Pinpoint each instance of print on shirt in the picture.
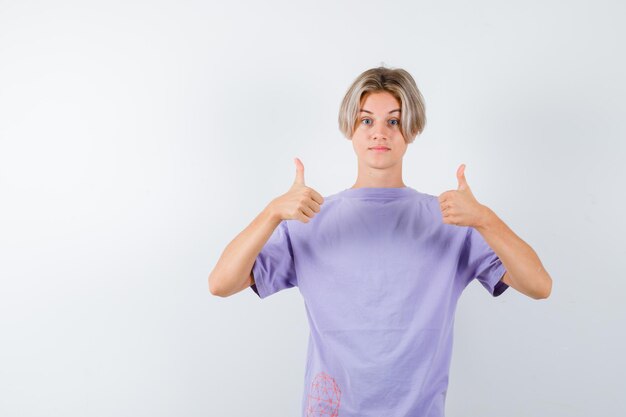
[306,372,341,417]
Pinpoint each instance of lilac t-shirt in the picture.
[251,187,508,417]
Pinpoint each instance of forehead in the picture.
[359,91,400,114]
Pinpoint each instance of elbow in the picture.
[209,274,222,297]
[535,278,552,300]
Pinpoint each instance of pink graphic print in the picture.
[306,372,341,417]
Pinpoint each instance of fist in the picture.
[270,158,324,223]
[438,164,486,227]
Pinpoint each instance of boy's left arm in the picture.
[474,205,552,300]
[439,164,552,300]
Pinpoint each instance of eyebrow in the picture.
[359,109,401,114]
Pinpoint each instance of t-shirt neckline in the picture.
[341,186,417,199]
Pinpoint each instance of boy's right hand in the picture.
[270,158,324,223]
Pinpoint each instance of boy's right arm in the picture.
[209,204,282,297]
[209,158,324,297]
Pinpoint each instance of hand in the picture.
[270,158,324,223]
[439,164,487,227]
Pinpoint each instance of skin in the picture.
[351,91,408,188]
[351,91,552,299]
[209,91,552,299]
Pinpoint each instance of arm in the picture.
[209,204,281,297]
[475,206,552,300]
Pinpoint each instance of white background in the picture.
[0,0,626,417]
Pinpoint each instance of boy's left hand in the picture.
[438,164,487,227]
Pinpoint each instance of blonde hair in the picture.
[339,65,426,144]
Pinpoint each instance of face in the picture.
[352,91,407,169]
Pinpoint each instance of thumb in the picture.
[294,158,304,185]
[456,164,469,191]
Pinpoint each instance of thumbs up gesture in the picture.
[270,158,324,223]
[438,164,487,227]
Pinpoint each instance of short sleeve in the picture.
[459,227,509,297]
[250,220,297,298]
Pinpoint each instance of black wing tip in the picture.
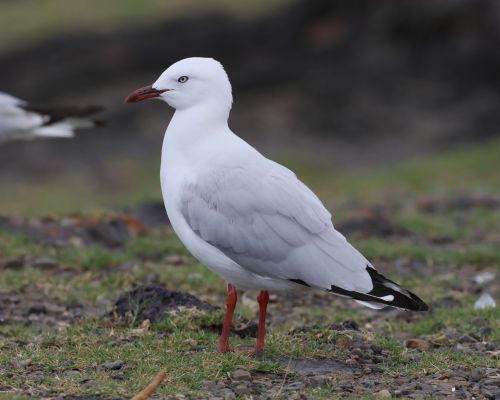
[328,266,429,311]
[21,104,105,124]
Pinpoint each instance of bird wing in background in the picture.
[0,92,103,142]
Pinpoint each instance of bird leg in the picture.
[255,290,269,351]
[217,284,238,353]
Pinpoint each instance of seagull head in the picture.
[125,57,233,112]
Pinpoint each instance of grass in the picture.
[0,0,286,49]
[0,142,500,399]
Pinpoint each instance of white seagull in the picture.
[125,57,428,352]
[0,92,103,143]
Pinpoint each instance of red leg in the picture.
[255,290,269,351]
[217,284,238,353]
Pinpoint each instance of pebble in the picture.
[283,381,305,392]
[478,325,493,339]
[375,389,392,399]
[469,368,484,382]
[406,339,430,350]
[233,369,252,381]
[11,358,31,368]
[31,258,58,270]
[63,369,80,375]
[474,292,497,310]
[203,381,217,392]
[28,304,47,314]
[472,271,496,285]
[458,334,477,343]
[220,388,236,400]
[0,258,24,269]
[309,375,330,387]
[102,360,125,371]
[234,383,252,394]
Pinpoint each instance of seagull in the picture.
[0,92,103,143]
[125,57,428,352]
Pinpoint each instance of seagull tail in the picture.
[23,105,104,137]
[328,266,429,311]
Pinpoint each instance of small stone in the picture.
[28,304,47,314]
[63,369,80,376]
[370,344,382,354]
[232,369,252,381]
[458,334,477,343]
[31,258,58,270]
[375,389,392,399]
[472,271,496,285]
[203,381,217,392]
[309,375,330,387]
[406,339,430,350]
[234,383,252,394]
[220,388,236,400]
[283,381,305,392]
[432,335,451,346]
[0,258,24,269]
[474,292,497,310]
[102,360,125,371]
[342,319,359,331]
[470,317,486,326]
[469,368,484,382]
[11,358,31,368]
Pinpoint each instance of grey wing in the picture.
[182,160,373,293]
[0,92,46,142]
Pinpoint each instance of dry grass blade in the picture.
[132,369,167,400]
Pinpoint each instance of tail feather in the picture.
[329,266,429,311]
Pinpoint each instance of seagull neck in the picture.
[165,106,231,150]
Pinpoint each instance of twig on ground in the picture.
[132,369,167,400]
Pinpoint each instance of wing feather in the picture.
[181,158,373,292]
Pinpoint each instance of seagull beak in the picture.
[123,86,168,104]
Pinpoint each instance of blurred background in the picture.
[0,0,500,215]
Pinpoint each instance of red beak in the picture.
[123,86,168,104]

·····

Could you write out all of the items above again, word for word, leaving out the pictures?

CORRECT OUTPUT =
Pinpoint each instance of print on shirt in the picture.
[306,372,341,417]
Pinpoint each instance of lilac t-shirt in the picture.
[251,187,508,417]
Pinpoint each instance of forehead in the picture.
[359,91,400,114]
Pinpoint each instance of elbow in the picture.
[209,274,222,297]
[535,278,552,300]
Pinpoint each instance of pink graphic print in the picture.
[306,372,341,417]
Pinpoint each instance of fist in the picture.
[270,158,324,223]
[438,164,486,227]
Pinpoint each instance of boy's left arm in the picture.
[474,205,552,300]
[439,164,552,300]
Pinpoint each instance of eyebrow in the picture.
[359,109,401,114]
Pinpoint each instance of t-shirt neckline in the picture.
[341,186,417,199]
Pinpoint each instance of boy's right hand in the picture.
[270,158,324,223]
Pinpoint each instance of boy's right arm in the picture.
[209,204,282,297]
[209,158,324,297]
Pinpoint each instance of hand in the picture.
[270,158,324,223]
[439,164,487,227]
Pinpoint each instance of skin in the picture.
[351,91,408,188]
[351,91,552,299]
[209,91,552,299]
Pinpoint each instance of arm in the picture.
[209,204,281,297]
[475,206,552,300]
Pinpoint each instance of white background in the picture.
[0,0,626,417]
Pinpoint each instance of boy's left hand in the picture.
[438,164,487,227]
Pinpoint each instance of blonde hair in the picture.
[339,65,426,144]
Pinpoint each instance of face in the picture.
[352,91,407,169]
Pinpoint each instance of thumb in the picture.
[294,158,304,185]
[456,164,469,191]
Pinpoint each instance of thumbs up gesture in the picture.
[270,158,324,223]
[438,164,487,227]
Pinpoint each instance of short sleeve in the picture.
[459,227,509,297]
[250,220,297,298]
Pinpoint each instance of black wing tip in the picture.
[328,266,429,311]
[21,104,105,124]
Pinpoint each instance of bird wing in background in the picture.
[0,92,103,142]
Pinpoint each instance of bird leg in the picture.
[255,290,269,351]
[217,284,238,353]
Pinpoint each instance of seagull head in the picture.
[125,57,233,112]
Pinpoint each instance of grass in the picture.
[0,0,286,49]
[0,142,500,399]
Pinpoint each instance of white seagull in the picture.
[125,57,428,352]
[0,92,103,143]
Pinpoint each instance of red leg in the picture.
[255,290,269,351]
[217,284,238,353]
Pinpoint each instance of pebble in the picture.
[283,381,305,392]
[478,325,493,339]
[375,389,392,399]
[469,368,484,382]
[406,339,430,350]
[233,369,252,381]
[11,358,31,368]
[31,258,58,270]
[63,369,80,375]
[474,292,497,310]
[203,381,217,392]
[28,304,47,314]
[472,271,496,285]
[458,334,477,343]
[220,388,236,400]
[0,258,24,269]
[309,375,330,387]
[102,360,125,371]
[234,383,252,394]
Pinpoint each instance of seagull in the picture.
[0,92,103,143]
[125,57,428,352]
Pinpoint each instance of seagull tail in the picture.
[23,105,104,137]
[328,266,429,311]
Pinpoint each instance of small stone in the picture.
[28,304,47,314]
[63,369,80,376]
[370,344,382,354]
[232,369,252,381]
[458,334,477,343]
[31,258,58,270]
[375,389,392,399]
[472,271,496,285]
[203,381,217,392]
[309,375,330,387]
[406,339,430,350]
[234,383,252,394]
[220,388,236,400]
[283,381,305,392]
[432,335,451,346]
[0,258,24,269]
[474,292,497,310]
[102,360,125,371]
[342,319,359,331]
[470,317,486,326]
[469,368,484,382]
[11,358,31,368]
Pinpoint each instance of grey wing in the picture.
[182,160,373,293]
[0,92,46,142]
Pinpoint each instance of dry grass blade in the picture.
[132,369,167,400]
Pinpoint each instance of tail feather in the picture.
[329,266,429,311]
Pinpoint each instance of seagull neck in the picture.
[165,106,231,150]
Pinpoint each instance of twig on ground in the picture.
[132,369,167,400]
Pinpoint each instance of wing feather in the picture.
[181,158,373,292]
Pinpoint each instance of seagull beak in the picture.
[123,86,168,104]
Pinpoint each instance of blurred background in the picture.
[0,0,500,215]
Pinpoint each instance of red beak in the picture.
[123,86,168,104]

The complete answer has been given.